#### [THE REQUEST]
List every line of the records that contains the string "house", keeping in mind that case counts.

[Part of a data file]

◆ ◆ ◆ ◆ ◆ ◆ ◆

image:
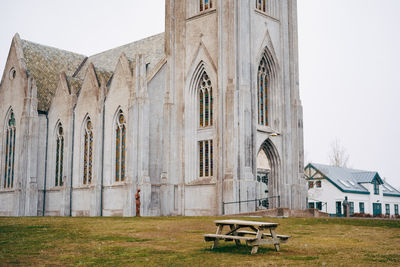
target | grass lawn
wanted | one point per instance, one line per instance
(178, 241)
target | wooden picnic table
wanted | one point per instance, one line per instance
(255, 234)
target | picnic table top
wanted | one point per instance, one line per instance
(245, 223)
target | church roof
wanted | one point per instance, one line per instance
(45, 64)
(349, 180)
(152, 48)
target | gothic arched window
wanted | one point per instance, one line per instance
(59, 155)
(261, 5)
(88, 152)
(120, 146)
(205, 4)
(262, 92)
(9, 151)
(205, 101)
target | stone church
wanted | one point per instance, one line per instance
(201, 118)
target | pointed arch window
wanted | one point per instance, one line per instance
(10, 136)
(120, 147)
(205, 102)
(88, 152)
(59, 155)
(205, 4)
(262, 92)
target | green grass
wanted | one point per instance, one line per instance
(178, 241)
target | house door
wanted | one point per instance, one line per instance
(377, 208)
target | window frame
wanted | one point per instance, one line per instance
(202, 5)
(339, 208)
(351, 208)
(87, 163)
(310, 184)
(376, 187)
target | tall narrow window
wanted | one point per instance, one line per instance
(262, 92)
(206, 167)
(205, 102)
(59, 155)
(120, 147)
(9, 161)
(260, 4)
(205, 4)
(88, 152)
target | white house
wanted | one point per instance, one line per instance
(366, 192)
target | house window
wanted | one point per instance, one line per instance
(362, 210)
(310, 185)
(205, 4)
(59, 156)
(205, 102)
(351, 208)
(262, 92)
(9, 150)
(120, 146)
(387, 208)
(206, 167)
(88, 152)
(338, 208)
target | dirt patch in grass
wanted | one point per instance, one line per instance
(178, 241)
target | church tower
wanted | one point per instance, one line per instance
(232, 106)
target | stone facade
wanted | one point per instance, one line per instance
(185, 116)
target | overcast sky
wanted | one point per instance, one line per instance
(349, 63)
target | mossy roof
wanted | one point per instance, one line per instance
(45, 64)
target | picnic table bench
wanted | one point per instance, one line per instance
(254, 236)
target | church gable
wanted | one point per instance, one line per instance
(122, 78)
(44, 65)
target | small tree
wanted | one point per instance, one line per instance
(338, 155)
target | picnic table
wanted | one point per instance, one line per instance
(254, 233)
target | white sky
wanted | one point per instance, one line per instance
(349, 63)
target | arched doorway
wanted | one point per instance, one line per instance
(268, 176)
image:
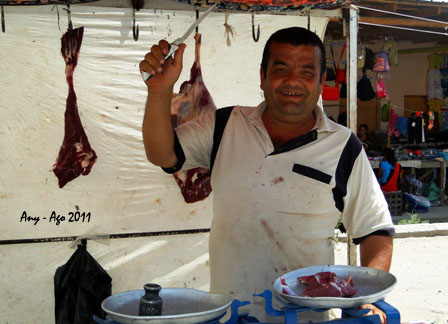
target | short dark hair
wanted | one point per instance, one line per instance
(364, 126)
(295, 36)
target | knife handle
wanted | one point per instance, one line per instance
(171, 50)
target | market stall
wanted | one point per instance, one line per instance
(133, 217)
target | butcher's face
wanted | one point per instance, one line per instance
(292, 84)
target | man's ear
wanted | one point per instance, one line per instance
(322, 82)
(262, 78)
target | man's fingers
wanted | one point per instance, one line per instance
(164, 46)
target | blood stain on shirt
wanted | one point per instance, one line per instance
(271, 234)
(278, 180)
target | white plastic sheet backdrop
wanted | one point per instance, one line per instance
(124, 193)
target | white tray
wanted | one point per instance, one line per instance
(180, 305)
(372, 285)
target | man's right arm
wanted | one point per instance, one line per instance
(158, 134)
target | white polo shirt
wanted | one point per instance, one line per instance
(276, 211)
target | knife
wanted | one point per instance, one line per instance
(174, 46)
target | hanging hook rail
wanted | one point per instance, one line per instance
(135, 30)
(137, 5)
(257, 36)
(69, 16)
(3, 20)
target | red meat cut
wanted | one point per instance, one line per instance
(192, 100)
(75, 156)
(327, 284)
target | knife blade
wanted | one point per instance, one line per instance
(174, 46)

◆ ◆ ◆ ◆ ◆ ◆ ◆

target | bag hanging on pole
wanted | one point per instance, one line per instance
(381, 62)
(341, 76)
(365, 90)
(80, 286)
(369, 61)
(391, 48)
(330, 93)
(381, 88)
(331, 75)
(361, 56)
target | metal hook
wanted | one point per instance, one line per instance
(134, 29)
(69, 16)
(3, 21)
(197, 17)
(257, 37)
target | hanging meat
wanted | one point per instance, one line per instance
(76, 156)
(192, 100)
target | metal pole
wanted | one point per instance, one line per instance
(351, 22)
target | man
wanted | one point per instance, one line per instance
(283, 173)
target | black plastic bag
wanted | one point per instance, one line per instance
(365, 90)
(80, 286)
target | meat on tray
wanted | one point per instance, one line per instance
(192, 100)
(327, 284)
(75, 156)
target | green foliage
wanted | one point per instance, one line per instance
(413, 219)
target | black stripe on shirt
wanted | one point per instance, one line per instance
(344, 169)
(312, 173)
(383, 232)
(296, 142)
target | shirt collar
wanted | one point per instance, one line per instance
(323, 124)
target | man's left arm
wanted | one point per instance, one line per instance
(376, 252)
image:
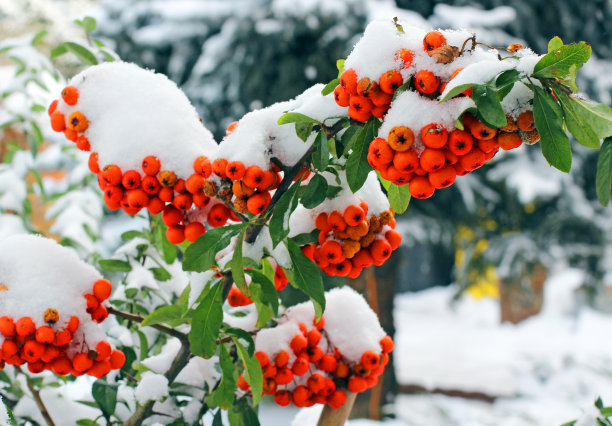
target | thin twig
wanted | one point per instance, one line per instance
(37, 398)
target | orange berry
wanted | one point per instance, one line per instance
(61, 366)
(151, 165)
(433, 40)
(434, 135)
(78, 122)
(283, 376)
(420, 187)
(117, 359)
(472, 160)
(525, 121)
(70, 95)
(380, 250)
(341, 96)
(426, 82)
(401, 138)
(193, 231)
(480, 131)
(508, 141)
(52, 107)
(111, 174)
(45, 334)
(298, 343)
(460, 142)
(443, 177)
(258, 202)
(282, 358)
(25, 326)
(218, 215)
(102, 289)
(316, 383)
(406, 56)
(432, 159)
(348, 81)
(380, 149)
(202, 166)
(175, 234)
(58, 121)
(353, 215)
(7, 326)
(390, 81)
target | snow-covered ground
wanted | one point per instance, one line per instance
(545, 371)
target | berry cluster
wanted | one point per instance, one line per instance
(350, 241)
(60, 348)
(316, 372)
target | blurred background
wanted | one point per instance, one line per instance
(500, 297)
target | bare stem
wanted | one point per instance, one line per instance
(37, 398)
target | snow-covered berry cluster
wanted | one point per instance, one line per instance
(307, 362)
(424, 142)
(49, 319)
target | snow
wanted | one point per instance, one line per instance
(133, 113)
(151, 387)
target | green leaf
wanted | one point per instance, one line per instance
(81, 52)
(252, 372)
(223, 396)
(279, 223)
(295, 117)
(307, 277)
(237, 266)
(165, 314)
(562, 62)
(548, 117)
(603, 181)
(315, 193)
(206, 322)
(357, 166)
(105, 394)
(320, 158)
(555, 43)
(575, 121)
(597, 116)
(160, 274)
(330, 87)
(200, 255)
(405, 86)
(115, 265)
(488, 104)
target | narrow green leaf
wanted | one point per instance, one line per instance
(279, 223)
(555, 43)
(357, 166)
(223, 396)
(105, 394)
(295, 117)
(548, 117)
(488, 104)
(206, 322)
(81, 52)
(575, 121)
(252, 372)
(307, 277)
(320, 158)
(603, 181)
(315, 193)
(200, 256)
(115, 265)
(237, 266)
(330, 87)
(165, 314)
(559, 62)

◆ ◆ ◆ ◆ ◆ ◆ ◆

#### [WRITTEN RESPONSE]
target | house door
target | white house
target | house window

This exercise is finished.